## TUJUAN A
Bisakah Anda menuliskan kembali, tanpa mengubah satu kata pun, penggalan tulisan tentang cinta kepada Muhammad mulai dari "Apa itu mencintai??" sampai dengan "itu adalah mimpi."?
## TUJUAN B
Jawablah berdasarkan tulisan tentang cinta kepada Muhammad:
(i) Parameter apa yang dipilih penulis untuk mengukur kadar kecintaan?
(ii) Di depan siapa Fethullah Gulen menyampaikan ceramahnya?
(iii) Pada hari dan tanggal berapa tulisan itu tercantum?

## DOKUMEN
::::::::
Rabu, 12 September 2012

Seberapa Cintakah Kamu Kepada Muhammad..??

Asrama Mahasiswa Unissula, @6.41 am

Apa itu mencintai?? Parameter apa saja yang bisa kita gunakan untuk mengukur kecintaan kita terhadap sesuatu?? Untuk tidak memperlebar tulisan ini –karena pasti ada banyak sekali standar yang bisa digunakan untuk mengukur kecintaan kita pada suatu objek- saya ingin menggunakan satu parameter saja, yang insyaallah relevan untuk menunjukkan kadar kecintaan kita pada suatu objek tertentu dalam kehidupan ini. Parameter itu adalah mimpi.
Fethullah Gulen dalam ceramahnya di depan ribuan jamaah masyarakat Turki menginspirasi saya untuk menggunakan parameter ini. Dalam ceramah Gulen yang ditampilkan dalam tadarus pemikiran KH. Ahmad Mujib El-Shirazy, Gulen menyampaikan bahwa jamaknya, orang yang sangat mencintai sesuatu akan sering memimpikan sesuatu tersebut dalam tidurnya. Kita, terutama generasi muda juga mengalami ‘pengalaman spiritual’ yang sama -jika boleh disebut begitu. Saat kita jatuh cinta pada seseorang, kita terus menerus memimpikannya. Orang yang kita cintai hampir tiap malam datang menghampiri kita di dalam mimpi. Ini adalah wajar. Kecintaan yang besar berakar kuat sampai ke alam bawah sadar kita sehingga saat kita tidur, kecintaan itu merefleksi dalam sebuah layar besar berbentuk mimpi.
::::::::
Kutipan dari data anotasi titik
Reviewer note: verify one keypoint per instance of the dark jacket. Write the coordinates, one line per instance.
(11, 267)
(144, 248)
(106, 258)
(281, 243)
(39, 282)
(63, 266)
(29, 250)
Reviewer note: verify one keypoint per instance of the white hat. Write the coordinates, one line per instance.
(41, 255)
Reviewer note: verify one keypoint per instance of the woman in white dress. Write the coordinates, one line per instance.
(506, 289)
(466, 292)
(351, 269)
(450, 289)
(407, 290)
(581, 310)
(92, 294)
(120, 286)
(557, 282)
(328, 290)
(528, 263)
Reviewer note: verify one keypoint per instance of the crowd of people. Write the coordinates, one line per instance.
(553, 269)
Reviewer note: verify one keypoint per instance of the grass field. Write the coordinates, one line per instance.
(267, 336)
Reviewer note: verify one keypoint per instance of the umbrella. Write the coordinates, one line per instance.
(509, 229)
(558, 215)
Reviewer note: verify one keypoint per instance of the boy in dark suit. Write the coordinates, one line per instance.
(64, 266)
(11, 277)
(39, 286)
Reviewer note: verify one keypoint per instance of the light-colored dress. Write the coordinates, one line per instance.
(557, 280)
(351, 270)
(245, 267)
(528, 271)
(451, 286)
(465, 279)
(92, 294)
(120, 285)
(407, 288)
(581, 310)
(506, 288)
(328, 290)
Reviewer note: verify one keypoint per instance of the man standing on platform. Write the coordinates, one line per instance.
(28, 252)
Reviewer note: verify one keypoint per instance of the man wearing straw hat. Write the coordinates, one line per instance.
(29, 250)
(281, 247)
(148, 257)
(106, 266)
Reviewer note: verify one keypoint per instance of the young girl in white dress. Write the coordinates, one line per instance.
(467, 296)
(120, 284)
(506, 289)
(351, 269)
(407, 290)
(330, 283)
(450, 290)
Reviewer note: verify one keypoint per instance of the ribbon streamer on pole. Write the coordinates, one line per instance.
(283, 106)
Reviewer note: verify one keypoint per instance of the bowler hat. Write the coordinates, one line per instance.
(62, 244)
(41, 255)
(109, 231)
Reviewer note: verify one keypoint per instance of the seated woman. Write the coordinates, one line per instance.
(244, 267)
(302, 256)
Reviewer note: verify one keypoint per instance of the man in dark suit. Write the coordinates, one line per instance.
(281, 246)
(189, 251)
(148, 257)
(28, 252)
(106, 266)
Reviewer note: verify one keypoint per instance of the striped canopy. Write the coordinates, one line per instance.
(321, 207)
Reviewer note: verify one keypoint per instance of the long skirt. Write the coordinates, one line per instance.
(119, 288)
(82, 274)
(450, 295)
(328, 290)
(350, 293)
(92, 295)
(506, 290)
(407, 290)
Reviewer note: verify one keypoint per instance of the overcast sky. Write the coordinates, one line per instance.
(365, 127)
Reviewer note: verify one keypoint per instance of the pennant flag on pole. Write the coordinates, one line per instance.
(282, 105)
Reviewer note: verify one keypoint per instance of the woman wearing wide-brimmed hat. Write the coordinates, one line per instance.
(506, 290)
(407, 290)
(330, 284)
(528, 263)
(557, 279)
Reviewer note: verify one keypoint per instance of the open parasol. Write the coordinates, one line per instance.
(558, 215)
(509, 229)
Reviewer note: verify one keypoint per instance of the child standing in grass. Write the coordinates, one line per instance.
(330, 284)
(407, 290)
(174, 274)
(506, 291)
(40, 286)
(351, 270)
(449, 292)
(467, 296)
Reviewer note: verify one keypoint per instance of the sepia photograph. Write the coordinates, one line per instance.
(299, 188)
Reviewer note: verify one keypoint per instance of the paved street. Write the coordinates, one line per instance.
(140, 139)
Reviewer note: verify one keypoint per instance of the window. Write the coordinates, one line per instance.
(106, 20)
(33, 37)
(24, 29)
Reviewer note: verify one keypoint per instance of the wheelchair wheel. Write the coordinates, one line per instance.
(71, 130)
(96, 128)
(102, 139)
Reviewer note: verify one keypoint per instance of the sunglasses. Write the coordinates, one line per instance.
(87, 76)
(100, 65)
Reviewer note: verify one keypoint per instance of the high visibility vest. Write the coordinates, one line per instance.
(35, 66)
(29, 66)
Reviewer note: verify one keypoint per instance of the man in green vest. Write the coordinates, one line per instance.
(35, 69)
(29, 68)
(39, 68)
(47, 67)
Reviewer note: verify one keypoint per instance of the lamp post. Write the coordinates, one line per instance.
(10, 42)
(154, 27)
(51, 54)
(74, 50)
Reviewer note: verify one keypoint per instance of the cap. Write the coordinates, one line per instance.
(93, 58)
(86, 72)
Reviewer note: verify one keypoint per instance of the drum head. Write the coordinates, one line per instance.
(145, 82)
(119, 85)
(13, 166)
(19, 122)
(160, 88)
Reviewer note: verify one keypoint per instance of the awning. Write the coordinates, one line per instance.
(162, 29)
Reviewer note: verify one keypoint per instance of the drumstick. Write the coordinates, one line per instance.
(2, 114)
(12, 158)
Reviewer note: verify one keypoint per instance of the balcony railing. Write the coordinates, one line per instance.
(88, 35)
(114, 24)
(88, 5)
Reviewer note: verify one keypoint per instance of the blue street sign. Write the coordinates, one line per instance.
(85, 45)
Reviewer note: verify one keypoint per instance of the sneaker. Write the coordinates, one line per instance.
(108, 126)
::::::::
## JAWABAN LENGKAP A
Apa itu mencintai?? Parameter apa saja yang bisa kita gunakan untuk mengukur kecintaan kita terhadap sesuatu?? Untuk tidak memperlebar tulisan ini –karena pasti ada banyak sekali standar yang bisa digunakan untuk mengukur kecintaan kita pada suatu objek- saya ingin menggunakan satu parameter saja, yang insyaallah relevan untuk menunjukkan kadar kecintaan kita pada suatu objek tertentu dalam kehidupan ini. Parameter itu adalah mimpi.

## JAWABAN LENGKAP B
(i) Mimpi.
(ii) Di depan ribuan jamaah masyarakat Turki.
(iii) Rabu, 12 September 2012.